→ WHAT IS EXPECTED
For the word "navy", find each line in the entries where it occurs and copy that line.

-----

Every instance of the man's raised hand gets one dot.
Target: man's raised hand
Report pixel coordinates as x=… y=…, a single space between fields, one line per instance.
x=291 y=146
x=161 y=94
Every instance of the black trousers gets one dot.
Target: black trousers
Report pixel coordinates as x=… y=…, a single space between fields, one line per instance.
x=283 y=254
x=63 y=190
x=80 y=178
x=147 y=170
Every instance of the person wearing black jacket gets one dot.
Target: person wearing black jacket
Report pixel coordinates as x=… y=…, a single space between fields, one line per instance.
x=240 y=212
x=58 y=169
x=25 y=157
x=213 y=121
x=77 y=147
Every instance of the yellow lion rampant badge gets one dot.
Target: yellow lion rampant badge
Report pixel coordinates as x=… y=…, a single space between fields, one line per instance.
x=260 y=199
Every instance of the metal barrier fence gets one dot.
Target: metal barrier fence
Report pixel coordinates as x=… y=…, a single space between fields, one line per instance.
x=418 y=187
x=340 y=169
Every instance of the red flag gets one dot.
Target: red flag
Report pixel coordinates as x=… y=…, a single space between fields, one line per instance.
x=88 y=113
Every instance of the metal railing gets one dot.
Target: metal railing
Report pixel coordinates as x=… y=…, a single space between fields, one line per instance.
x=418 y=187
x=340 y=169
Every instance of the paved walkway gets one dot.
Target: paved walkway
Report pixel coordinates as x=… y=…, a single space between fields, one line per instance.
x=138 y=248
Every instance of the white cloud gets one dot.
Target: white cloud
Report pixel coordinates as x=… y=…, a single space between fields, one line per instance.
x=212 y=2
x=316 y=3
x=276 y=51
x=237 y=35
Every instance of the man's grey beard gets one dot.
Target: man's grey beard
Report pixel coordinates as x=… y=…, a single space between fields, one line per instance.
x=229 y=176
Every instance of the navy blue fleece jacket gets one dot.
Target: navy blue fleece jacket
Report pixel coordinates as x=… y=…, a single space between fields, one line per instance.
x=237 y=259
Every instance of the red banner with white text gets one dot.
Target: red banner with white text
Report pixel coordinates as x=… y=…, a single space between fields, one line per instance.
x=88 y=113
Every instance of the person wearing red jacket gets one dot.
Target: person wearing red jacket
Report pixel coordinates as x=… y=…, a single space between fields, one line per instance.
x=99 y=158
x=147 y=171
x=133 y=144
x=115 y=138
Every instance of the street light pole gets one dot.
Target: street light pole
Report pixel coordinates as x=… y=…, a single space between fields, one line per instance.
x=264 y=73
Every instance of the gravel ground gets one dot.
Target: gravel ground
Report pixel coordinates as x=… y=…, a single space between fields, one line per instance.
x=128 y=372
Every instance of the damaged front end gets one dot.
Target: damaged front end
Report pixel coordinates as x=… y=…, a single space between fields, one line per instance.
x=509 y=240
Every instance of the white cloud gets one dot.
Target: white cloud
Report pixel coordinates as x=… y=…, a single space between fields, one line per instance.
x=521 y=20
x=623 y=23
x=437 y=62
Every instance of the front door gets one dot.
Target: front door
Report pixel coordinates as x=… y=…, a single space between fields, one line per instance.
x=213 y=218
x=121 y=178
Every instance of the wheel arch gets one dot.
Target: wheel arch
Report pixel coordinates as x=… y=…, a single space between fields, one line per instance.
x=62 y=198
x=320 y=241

-----

→ THE COMPLETED TASK
Every instance of the navy blue fleece jacket gets one dot.
Target: navy blue fleece jacket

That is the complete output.